**Source passage:**
Ellinoa – Mejiro (ENG review)

Self Released – Street date : Available
Jazz
Ellinoa – Mejiro

Summary : French vocalist and composer Ellinoa delivers a poetic and deeply immersive journey with Mejiro, blending chamber music, contemporary jazz and Japanese-inspired imagery into one of Europe’s most ambitious vocal jazz releases.

Ellinoa’s Mejiro Transforms Japanese Dreamscapes Into Daring Contemporary Jazz

A quiet Tokyo morning. The first trains slide through the city as neon reflections fade into pale daylight. Somewhere between the ordered silence of the streets and the fragile movement of birds above the rooftops, the atmosphere of Mejiro begins to take shape. It is within this imagined space, suspended between dream and reality, that French vocalist and composer Ellinoa unfolds one of the most ambitious works of her career.

For years, Ellinoa has stood apart as one of the most compelling voices in contemporary European jazz. A vocalist, composer and fearless musical architect, she belongs to that rare category of artists who refuse repetition, constantly reshaping their universe from one album to the next. With each project, she pushes further into unexplored emotional and sonic territory, and with Mejiro, she takes listeners to Tokyo, Japan, through a work that feels deeply personal, dreamlike and strikingly original.

Named after both a district in Tokyo and a small bird native to Japan, Mejiro is above all a declaration of love to a country whose imagery, literature and cultural sensibility have accompanied Ellinoa since childhood. Yet this is not an album interested in postcard exoticism. Japan here becomes a floating presence, an atmosphere more than a concept, something hovering delicately over the music like mist over a landscape at dawn.

**Directions for this task:** Continue the Mejiro album review, starting after its last sentence.

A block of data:
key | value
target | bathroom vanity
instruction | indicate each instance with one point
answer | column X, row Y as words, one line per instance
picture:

* * *

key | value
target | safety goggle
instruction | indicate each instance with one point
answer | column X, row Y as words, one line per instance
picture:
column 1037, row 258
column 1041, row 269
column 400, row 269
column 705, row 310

**Result of this exercise:**
Built around instrumentation that moves fluidly between chamber music, jazz and chanson, Ellinoa crafts a sound world unlike anything else currently emerging from the European scene. The album thrives on contrast. Light and shadow constantly answer one another. Grace collides with tension. Fragility coexists with intellectual rigor. Rather than respecting stylistic boundaries, she bends the languages of classical composition and improvisation into something unmistakably her own.

This kind of record will not appeal to everyone, and that is precisely part of its strength. Listeners searching for straightforward jazz standards or easy background listening may find themselves disoriented. But for those who embrace adventurous contemporary jazz alongside modern classical music, Mejiro offers an extraordinary experience. Ellinoa creates music that asks to be inhabited rather than consumed casually.

What makes her especially fascinating is her remarkable ability to transform herself from project to project. Like an actress constantly reinventing her role, she moves effortlessly between intimate experimentation and grand lyrical expression, whether in her own work or in collaborations. Every phrase, every arrangement and every silence seems loaded with culture, reflection and poetic urgency. There is intellect here, certainly, but never coldness. Her music remains profoundly human, carried by emotion as much as by conceptual ambition.

Vocally, Ellinoa imposes a singular presence. Her voice does not seek technical demonstration for its own sake. Instead, it feels driven by necessity, as though poetry itself were demanding expression through sound. There is an urgency in the way she shapes words, stretches melodies and inhabits textures. She does not merely sing compositions, she enters them completely.

One of the most remarkable aspects of Ellinoa’s artistry is the way she reconciles European and Anglo-Saxon influences into something fluid and personal. Every new album feels like a blank canvas where words and notes slowly organize themselves into an intricate emotional architecture. That is why Mejiro should be experienced as a complete work rather than through isolated tracks. Purchasing or streaming only one song would almost miss the point entirely. This album functions as a collection of interconnected pieces, each composition enriching the next until the full emotional and literary picture emerges.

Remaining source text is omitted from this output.